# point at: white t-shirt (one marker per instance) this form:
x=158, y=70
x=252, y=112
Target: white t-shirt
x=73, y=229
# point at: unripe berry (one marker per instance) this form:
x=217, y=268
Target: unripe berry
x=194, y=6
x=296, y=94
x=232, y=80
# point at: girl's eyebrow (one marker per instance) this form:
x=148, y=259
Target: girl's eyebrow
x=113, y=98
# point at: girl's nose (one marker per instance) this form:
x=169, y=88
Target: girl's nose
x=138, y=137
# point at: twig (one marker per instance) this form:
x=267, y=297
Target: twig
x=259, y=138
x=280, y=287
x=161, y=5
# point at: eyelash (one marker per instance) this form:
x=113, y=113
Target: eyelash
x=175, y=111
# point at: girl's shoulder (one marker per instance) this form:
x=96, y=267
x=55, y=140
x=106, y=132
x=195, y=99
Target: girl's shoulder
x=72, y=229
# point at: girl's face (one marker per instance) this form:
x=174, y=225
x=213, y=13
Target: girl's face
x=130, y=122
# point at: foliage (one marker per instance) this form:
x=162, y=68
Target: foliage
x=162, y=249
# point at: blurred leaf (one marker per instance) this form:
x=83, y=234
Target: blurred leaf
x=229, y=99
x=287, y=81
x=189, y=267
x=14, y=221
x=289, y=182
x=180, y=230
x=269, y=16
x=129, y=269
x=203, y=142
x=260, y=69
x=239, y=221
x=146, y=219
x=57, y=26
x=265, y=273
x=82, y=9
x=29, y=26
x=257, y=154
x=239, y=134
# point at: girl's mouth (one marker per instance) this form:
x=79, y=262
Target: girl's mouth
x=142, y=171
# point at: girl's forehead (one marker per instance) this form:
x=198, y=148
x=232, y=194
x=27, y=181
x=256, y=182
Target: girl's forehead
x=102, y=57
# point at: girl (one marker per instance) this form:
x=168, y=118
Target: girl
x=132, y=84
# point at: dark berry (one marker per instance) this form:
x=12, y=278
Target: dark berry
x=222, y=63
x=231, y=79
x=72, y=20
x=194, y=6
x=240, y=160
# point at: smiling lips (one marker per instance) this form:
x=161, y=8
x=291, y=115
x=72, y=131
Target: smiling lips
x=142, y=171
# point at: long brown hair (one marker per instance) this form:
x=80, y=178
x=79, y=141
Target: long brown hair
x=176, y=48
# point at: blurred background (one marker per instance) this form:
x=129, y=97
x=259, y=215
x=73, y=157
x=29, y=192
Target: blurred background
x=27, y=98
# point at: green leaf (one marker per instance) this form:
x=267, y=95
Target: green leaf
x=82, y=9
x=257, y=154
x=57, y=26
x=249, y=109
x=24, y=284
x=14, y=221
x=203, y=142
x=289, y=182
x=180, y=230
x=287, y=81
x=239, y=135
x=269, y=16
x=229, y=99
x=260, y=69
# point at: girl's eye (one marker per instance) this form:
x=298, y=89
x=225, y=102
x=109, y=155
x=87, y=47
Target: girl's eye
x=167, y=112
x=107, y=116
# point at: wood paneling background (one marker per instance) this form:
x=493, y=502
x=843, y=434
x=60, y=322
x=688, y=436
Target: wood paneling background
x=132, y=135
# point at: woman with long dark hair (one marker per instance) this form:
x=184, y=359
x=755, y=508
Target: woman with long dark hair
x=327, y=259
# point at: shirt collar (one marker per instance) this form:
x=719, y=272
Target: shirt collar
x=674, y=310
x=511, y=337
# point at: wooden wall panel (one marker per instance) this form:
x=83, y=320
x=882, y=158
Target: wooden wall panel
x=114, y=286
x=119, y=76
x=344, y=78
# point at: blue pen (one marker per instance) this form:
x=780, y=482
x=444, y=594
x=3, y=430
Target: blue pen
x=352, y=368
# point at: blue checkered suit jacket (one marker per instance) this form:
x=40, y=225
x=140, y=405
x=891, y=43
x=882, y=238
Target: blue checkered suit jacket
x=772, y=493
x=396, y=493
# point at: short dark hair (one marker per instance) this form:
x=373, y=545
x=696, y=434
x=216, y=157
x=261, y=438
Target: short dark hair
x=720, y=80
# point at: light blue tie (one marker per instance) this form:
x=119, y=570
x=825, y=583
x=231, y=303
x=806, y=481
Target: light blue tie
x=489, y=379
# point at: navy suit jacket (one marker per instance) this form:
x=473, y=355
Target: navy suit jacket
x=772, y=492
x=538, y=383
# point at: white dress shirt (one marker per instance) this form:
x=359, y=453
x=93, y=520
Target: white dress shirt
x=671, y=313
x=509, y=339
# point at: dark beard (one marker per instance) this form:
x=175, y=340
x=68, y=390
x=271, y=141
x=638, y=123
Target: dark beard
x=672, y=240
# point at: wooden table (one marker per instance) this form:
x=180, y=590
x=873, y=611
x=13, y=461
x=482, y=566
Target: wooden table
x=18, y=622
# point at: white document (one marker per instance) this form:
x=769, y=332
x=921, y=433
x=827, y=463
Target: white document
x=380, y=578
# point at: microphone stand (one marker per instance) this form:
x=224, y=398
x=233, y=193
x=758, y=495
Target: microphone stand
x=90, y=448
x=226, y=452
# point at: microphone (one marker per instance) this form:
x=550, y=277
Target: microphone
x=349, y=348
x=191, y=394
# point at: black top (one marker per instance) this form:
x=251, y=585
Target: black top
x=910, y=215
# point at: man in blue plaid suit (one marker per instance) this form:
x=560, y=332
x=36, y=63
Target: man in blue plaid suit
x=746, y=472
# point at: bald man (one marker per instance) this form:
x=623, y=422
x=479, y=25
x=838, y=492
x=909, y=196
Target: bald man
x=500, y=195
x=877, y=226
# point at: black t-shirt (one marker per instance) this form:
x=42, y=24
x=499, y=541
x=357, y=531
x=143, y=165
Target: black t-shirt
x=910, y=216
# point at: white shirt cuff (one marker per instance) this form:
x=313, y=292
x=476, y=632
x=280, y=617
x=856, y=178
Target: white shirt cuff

================

_Instructions for the task_
Go through the data and return every record exactly.

_Reply to the exercise_
# point at: white t-shirt (one marker per instance) this form:
x=158, y=70
x=252, y=112
Target: white t-shirt
x=73, y=229
# point at: unripe berry (one marker per instance) this form:
x=217, y=268
Target: unripe berry
x=194, y=6
x=296, y=94
x=232, y=80
# point at: girl's eyebrow (one marker per instance) this form:
x=148, y=259
Target: girl's eyebrow
x=113, y=98
# point at: girl's nose (one marker per instance) this form:
x=169, y=88
Target: girl's nose
x=138, y=137
# point at: twig (one marker per instance) this form:
x=267, y=297
Target: twig
x=259, y=138
x=280, y=287
x=161, y=5
# point at: eyelash (one marker per instance) this form:
x=113, y=113
Target: eyelash
x=175, y=111
# point at: girl's shoulder (one marker per instance) this form:
x=96, y=267
x=55, y=140
x=106, y=132
x=195, y=99
Target: girl's shoulder
x=72, y=229
# point at: girl's face (one marker per instance) this form:
x=174, y=225
x=213, y=13
Target: girl's face
x=130, y=122
# point at: foliage (one marker per instance) this form:
x=162, y=68
Target: foliage
x=162, y=249
# point at: blurred leaf (one marker per instance) this form:
x=83, y=234
Target: blurred leaf
x=229, y=99
x=287, y=81
x=189, y=267
x=14, y=221
x=289, y=182
x=180, y=230
x=269, y=16
x=129, y=269
x=203, y=142
x=260, y=69
x=239, y=221
x=146, y=219
x=57, y=26
x=265, y=273
x=82, y=9
x=29, y=26
x=257, y=154
x=239, y=134
# point at: girl's mouth (one marker per instance) this form:
x=79, y=262
Target: girl's mouth
x=142, y=171
# point at: girl's forehead (one marker per instance) this form:
x=198, y=148
x=232, y=194
x=27, y=181
x=256, y=182
Target: girl's forehead
x=102, y=57
# point at: girl (one marker per instance) this form:
x=168, y=118
Target: girl
x=132, y=84
# point at: dark berry (one marker per instance) this form:
x=12, y=278
Target: dark berry
x=222, y=63
x=231, y=79
x=72, y=20
x=194, y=6
x=240, y=160
# point at: smiling lips (one marker per instance) this form:
x=161, y=8
x=291, y=115
x=72, y=131
Target: smiling lips
x=142, y=171
# point at: long brown hair (one marker per instance) this form:
x=80, y=178
x=79, y=141
Target: long brown hair
x=176, y=48
# point at: blurred background (one marker per instance) this form:
x=129, y=97
x=259, y=215
x=73, y=157
x=29, y=192
Target: blurred background
x=27, y=98
# point at: green leaf (one marker per instance) this form:
x=267, y=95
Target: green leaf
x=82, y=9
x=257, y=154
x=57, y=26
x=249, y=109
x=24, y=284
x=14, y=221
x=203, y=142
x=289, y=182
x=180, y=230
x=287, y=81
x=239, y=135
x=269, y=16
x=229, y=99
x=260, y=69
# point at: girl's eye (one marker per instance) this form:
x=298, y=89
x=225, y=102
x=109, y=155
x=87, y=47
Target: girl's eye
x=167, y=112
x=107, y=116
# point at: wood paneling background (one marker per instance) this form:
x=493, y=502
x=843, y=434
x=60, y=322
x=688, y=436
Target: wood paneling background
x=132, y=135
# point at: woman with long dark hair (one marker per instance) this form:
x=184, y=359
x=755, y=508
Target: woman with long dark hair
x=327, y=259
# point at: shirt collar (one marker per instance) this form:
x=719, y=272
Target: shirt collar
x=674, y=310
x=511, y=337
# point at: wooden wall panel (one marker per instance) this form:
x=83, y=320
x=882, y=158
Target: wooden wall panel
x=114, y=286
x=119, y=76
x=344, y=78
# point at: blue pen (one marker per instance) this form:
x=780, y=482
x=444, y=594
x=3, y=430
Target: blue pen
x=352, y=368
# point at: blue checkered suit jacket (one marker per instance) this form:
x=40, y=225
x=140, y=405
x=891, y=43
x=882, y=238
Target: blue checkered suit jacket
x=772, y=493
x=396, y=493
# point at: short dark hair (one marker per instance) this form:
x=373, y=545
x=696, y=434
x=216, y=157
x=261, y=438
Target: short dark hair
x=720, y=80
# point at: light blue tie (one marker per instance) this form:
x=119, y=570
x=825, y=583
x=231, y=303
x=806, y=481
Target: light blue tie
x=489, y=379
# point at: navy suit jacket (one marker per instance) this form:
x=473, y=355
Target: navy suit jacket
x=772, y=492
x=538, y=383
# point at: white dress shirt (one marker per instance) this form:
x=359, y=453
x=93, y=520
Target: white dress shirt
x=671, y=313
x=509, y=339
# point at: dark beard (one marker per instance) this form:
x=175, y=340
x=68, y=390
x=271, y=141
x=638, y=123
Target: dark beard
x=672, y=240
# point at: wooden table (one marker per instance) this form:
x=180, y=590
x=873, y=611
x=13, y=461
x=482, y=566
Target: wooden table
x=18, y=622
# point at: white document (one marker per instance) this form:
x=769, y=332
x=921, y=433
x=827, y=463
Target: white document
x=380, y=578
# point at: microphone stand (one marker per instance) this form:
x=224, y=398
x=233, y=193
x=758, y=495
Target: microphone stand
x=90, y=448
x=226, y=452
# point at: microphone (one marker per instance) this form:
x=550, y=277
Target: microphone
x=349, y=348
x=191, y=394
# point at: black top (one marker per instance) this form:
x=251, y=585
Target: black top
x=910, y=215
# point at: man in blue plaid suit (one marker per instance) this form:
x=560, y=332
x=36, y=63
Target: man in blue plaid suit
x=746, y=472
# point at: bald man (one marker per instance) this form:
x=623, y=422
x=479, y=25
x=838, y=492
x=909, y=196
Target: bald man
x=500, y=195
x=877, y=226
# point at: black t-shirt (one marker per instance) this form:
x=42, y=24
x=499, y=541
x=357, y=531
x=143, y=165
Target: black t-shirt
x=910, y=216
# point at: white shirt cuff (one marker per instance) this form:
x=313, y=292
x=476, y=632
x=280, y=617
x=856, y=178
Target: white shirt cuff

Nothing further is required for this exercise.